▶ Passage

In my post from 10/08/2011 I noted that my next purchase was to be upgrading to clean power and surge protection. The purchase of the OnkyoTX-NR609 has shifted that decision yet again. I swapped out the old power strip for one with surge protection and will keep this for the time being. Now that the OnkyoTX-NR609 is in place that next minor system change will be to purchase a white HDMI cable (approximately 20 feet) and white speaker cable for the front left, center and front right speakers. This will help the cabling “blend" better on the wall. (I live in an apartment so in wall cables are out.)

*My anticipated upgrade sequence is now:*
1. Component rack or cabinet
2. Speaker stands for rear channel speakers
3. Clean power with surge protection (Tripp Lite HT10DBS & PS Audio Power Port Classic)
4. Subwoofer (Dayton Audio T003K 10” Titanic Mk III Subwoofer Kit)
5. Blu-Ray player (Panasonic DMP-BDT210 unless something comes along better in this price range.)
6. New front left, center, front right and rear surround speakers. (Pioneer SP-BS41-LR.)

*Minor system changes that will happen before next upgrade sequence:*
1. Replacement battery for Logitech Harmony 880 (Purchased 10/16/2011 $12.42 Amazon)
2. Right angle male to female coax adapter (Purchased 10/16/2011 $2.89 Amazon)
3. Component video / composite audio cable for Wii (Purchased 10/22/2011 $3.89 Amazon)
4. White HDMI cable (20 feet)
5. White speaker cable (100 feet)
6. Onkyo UWF-1 Wireless LAN Adapter


----------



## Research2010 (Nov 22, 2010)

*01/15/2012*

In the two and half months since my last post I have continued to make minor system tweaks. My attention as been focused on what replacement speakers I am going to purchase. I noted previously that I was going to go with the NHT SuperZero's but after carefully consideration of budget and my overall system needs I am going to go with either the Klipsch HD 500 or the Energy 5.1 Take Classic. Making a speaker upgrade decision is so complex.

I finally felt like it was time to buy a Blu-ray player. On 01/14/2011 I purchased the Panasonic DMP-BDT210 from Amazon for $127.99. Not the best deal that I have seen but I was ready to make the purchase. This will retire the Panasonic DMR-ES10. This DVD Recorder has been solid with no problems at all. I have had it 7+ years so it has lived a long life and did everything we ever asked it to.

I will be connecting the DMP-BDT210 via HDMI to the OnkyoTX-NR609. I will be replacing the version 1.3 HDMI cable from the Cable Box to the AVR as well. The HDMI cables from the Cable Box and Blu-ray Player will be version 1.4 from BlueRigger. These are stated to be Category 2 Certified and provide 48-Bit Deep Color, 3D, Audio Return Channel, Ethernet, 4K, True HD Dolby 7.1 and DTS-HD Master Audio.

▶ To do
Transcribe the stretch of the home theater post from "5. Blu-Ray player" through "speakers. (Pioneer SP-BS41-LR.)" word for word.

▶ Extracted data
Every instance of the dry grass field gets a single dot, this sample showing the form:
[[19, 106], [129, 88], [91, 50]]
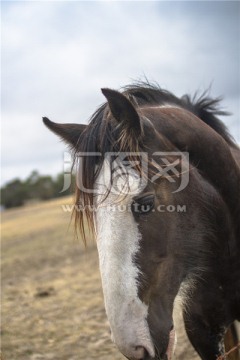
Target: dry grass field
[[52, 305]]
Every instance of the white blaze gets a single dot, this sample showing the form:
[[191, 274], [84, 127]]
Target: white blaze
[[118, 243]]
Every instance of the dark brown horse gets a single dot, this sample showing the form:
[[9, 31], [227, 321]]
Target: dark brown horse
[[159, 182]]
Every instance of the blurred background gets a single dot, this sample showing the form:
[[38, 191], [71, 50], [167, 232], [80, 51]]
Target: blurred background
[[56, 55]]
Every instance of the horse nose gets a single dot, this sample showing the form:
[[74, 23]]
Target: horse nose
[[139, 353]]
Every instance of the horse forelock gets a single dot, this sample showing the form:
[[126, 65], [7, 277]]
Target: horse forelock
[[104, 134]]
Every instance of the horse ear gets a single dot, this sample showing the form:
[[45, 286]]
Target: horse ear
[[70, 133], [122, 109]]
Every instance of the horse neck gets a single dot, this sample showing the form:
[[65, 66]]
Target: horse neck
[[208, 151]]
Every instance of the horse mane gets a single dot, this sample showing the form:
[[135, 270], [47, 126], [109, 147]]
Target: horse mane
[[108, 136], [204, 107]]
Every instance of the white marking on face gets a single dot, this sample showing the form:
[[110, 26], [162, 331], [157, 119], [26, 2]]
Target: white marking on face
[[118, 239]]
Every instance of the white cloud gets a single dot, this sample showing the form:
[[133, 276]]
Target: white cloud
[[57, 55]]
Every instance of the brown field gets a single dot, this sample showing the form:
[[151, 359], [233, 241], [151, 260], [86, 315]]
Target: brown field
[[52, 304]]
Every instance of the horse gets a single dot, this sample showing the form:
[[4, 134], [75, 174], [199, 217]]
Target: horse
[[158, 183]]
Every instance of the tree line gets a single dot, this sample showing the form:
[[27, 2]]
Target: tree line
[[36, 187]]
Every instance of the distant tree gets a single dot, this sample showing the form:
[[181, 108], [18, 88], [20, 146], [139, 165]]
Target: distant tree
[[36, 186], [13, 194]]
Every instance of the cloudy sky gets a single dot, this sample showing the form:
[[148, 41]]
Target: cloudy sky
[[57, 55]]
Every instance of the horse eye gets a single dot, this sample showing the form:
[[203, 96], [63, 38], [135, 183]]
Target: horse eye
[[143, 205]]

▶ Solution to this problem
5. Blu-Ray player (Panasonic DMP-BDT210 unless something comes along better in this price range.)
6. New front left, center, front right and rear surround speakers. (Pioneer SP-BS41-LR.)